Parallèlement à la recherche historique, le groupe d’historiens de l’art a travaillé avec une seconde équipe composée de documentalistes et d’ingénieurs appartenant au Service numérique de la recherche de l’INHA. Ensemble, ils ont établi un langage d’indexation systématique (Pierre-Yves Laborde), le choix de vocabulaire contrôlé ayant été arrêté uniquement pour les Thématiques iconographiques (c’est-à-dire le lexique inédit) et non les motifs (qui ne fonctionnent que comme des exemples parmi d’autres possibles) ; ils ont aussi listé les spécifications du futur site, et commencé à en dessiner la structure (Gautier Auburtin). Assez rapidement, s’est fait jour l’utilité d’établir, en plus des liens hypertextes, des relations sémantiques structurées entre les thématiques.
Temps 2. La réalisation concrète de l’OMCI en ligne
L’équipe a évoluée avec l’arrivée de Sébastien Biay comme pensionnaire du domaine et le projet a été dynamisé par l’entrée en lice d’Antoine Courtin à la direction du service numérique de la recherche.
La fabrique de l’objet éditorial a été organisée et mise en œuvre de sorte à faire travailler de façon efficace les doctorants. Le mode opératoire de l’équipe suivante a été rigoureusement pensé et les tâches distribuées (Sébastien Biay, Marion Loiseau, Pierre-Marie Sallé, Marjolaine Massé, Isabelle Marchesin). En général, un seul chercheur est responsable d’un concept (Rubrique), mais son travail est parfois prolongé par une réécriture. Toute la production écrite est discutée en séminaire, les définitions de rubriques, les thématiques comme les études des motifs. Une grande attention est portée au lexique des thématiques, la partie la plus innovante de l’OMCI.
· · · · ·
→ CONSIGNES DE L'EXERCICE:
1. Parmi les lignes ci-dessous, recopiez chacune de celles où figure le mot « Your ».
2. Prolongez le texte ci-dessus sur la réalisation de l'OMCI en ligne, en reprenant juste après sa dernière phrase.

→ DONNÉES FOURNIES:
· · · · ·
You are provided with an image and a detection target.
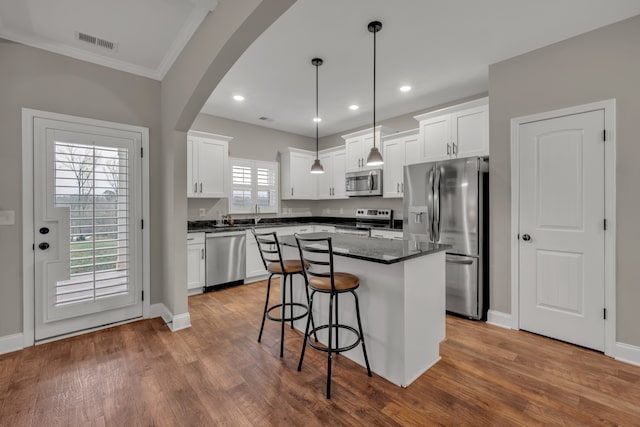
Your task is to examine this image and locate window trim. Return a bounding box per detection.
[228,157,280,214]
· · · · ·
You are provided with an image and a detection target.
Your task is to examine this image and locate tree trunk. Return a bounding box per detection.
· · · · ·
→ RÉPONSES DONNÉES:
1.
Your task is to examine this image and locate window trim. Return a bounding box per detection.
Your task is to examine this image and locate tree trunk. Return a bounding box per detection.

2.
Le travail collaboratif entre l’équipe des médiévistes et le service numérique s’est prolongé avec la mise en place de l’objet numérique qui, après plusieurs expérimentations de différents outils existant (omeka, Scalar, etc.) fut développé à l’aide du CMS (content mangement system), OMEKA-S. En effet, notre production s'inscrit dans le concept d'éditorialisation de Marcello Vitali-Rosati [2016], décrivant l'ensemble des dispositifs qui permettent la structuration et la circulation du savoir : processus internes, logique de work in progress entre les équipes pluridisciplinaires, mise en place d’outils/plateformes et, en conséquence, expérimentation des contraintes et des avantages d'un dispositif socio-numérique. Le service numérique de la recherche a été accompagné dans l’intégration et la création du plugin dédié au projet par la société Sempiternelia et par son fondateur Daniel Berthereau.
L’objet numérique conçu collaborativement par Antoine Courtin et Sébastien Biay est une forme éditoriale parfaitement en accord avec l’épistémologie du projet scientifique, pensée à son origine pour être déployé en ligne. La volonté de cartographier l’univers notionnel du christianisme médiéval tout en créant un maillage sémantique à partir de ces notions devait trouver une forme éditoriale, un modèle numérique et encyclopédique, qui puisse permettre à l’utilisateur d’entrer dans l’ontologie du christianisme médiévale en image.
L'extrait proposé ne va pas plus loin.